▸ **Exercise task 1**: From the rows below, return word for word the part that opens with the line containing "Look at the photo above. Which pixel sits on the polizei" and closes with the line containing "pixel 273 320", both lines included.

═══ Text

Business News
The New York Times Company Reports 2008 First-Quarter Results
Monday 21. April 2008 - The New York Times Company announced today first-quarter 2008 earnings per share (EPS) from continuing operations of $.00, including a $.07 per share non-cash charge for the write-down of assets and a $.03 per share favorable tax adjustment, compared with EPS of $.14 in the first quarter of 2007, which included an unfavorable tax adjustment of $.03 per share. Excluding the charge and the adjustments, EPS from continuing operations was $.04 in the first quarter of 2008 compared with $.17 in the first quarter of 2007.
First-quarter 2008 operating profit was $6.2 million compared with $54.5 million in the first quarter of 2007. Excluding depreciation and amortization and the non-cash charge for the write-down of assets, operating profit was $66.4 million compared with $98.9 million in the first quarter of 2007.

══════

▸ **Exercise task 2**: Turn the earnings report's paragraph beginning "First-quarter 2008 operating profit" into a short list that keeps its figures.

═══ Record extracts

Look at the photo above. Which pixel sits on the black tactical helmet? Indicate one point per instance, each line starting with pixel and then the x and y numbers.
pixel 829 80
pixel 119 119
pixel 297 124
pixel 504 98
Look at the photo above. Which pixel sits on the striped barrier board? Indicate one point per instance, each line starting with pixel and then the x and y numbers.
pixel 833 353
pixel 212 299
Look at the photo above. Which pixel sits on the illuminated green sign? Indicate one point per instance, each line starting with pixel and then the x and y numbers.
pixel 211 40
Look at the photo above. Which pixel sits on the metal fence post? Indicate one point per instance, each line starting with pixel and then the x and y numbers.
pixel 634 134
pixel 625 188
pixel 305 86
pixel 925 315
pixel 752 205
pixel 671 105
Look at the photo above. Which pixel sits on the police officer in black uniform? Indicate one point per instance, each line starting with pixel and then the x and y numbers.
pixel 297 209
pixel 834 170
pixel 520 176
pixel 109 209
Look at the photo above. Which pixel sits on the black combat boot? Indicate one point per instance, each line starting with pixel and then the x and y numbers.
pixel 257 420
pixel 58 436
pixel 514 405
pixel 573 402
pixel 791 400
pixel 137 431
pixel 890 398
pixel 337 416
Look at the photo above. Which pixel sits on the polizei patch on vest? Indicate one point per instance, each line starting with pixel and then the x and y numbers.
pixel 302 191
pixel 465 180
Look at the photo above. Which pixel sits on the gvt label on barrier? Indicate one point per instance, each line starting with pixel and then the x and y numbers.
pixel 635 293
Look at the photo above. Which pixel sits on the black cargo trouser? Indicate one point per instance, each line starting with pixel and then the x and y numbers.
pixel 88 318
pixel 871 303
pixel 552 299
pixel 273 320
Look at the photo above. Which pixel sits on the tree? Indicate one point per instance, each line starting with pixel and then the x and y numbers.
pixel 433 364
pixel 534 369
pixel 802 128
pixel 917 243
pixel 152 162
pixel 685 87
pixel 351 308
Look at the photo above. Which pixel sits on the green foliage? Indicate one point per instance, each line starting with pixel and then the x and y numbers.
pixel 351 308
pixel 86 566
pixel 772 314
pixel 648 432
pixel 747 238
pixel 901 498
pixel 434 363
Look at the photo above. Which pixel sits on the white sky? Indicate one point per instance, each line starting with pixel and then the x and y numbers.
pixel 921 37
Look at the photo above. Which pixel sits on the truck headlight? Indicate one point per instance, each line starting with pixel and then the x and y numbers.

══════

▸ **Problem solution 1**:
Look at the photo above. Which pixel sits on the polizei patch on vest? Indicate one point per instance, each line starting with pixel and then the x and y numbers.
pixel 302 191
pixel 465 180
Look at the photo above. Which pixel sits on the gvt label on barrier? Indicate one point per instance, each line starting with pixel and then the x and y numbers.
pixel 635 293
Look at the photo above. Which pixel sits on the black cargo trouser? Indicate one point per instance, each line starting with pixel and then the x and y numbers.
pixel 88 318
pixel 871 303
pixel 552 299
pixel 273 320

▸ **Problem solution 2**:
- Q1 2008 operating profit: $6.2 million (Q1 2007: $54.5 million)
- Excluding depreciation, amortization and the non-cash asset write-down charge: $66.4 million (Q1 2007: $98.9 million)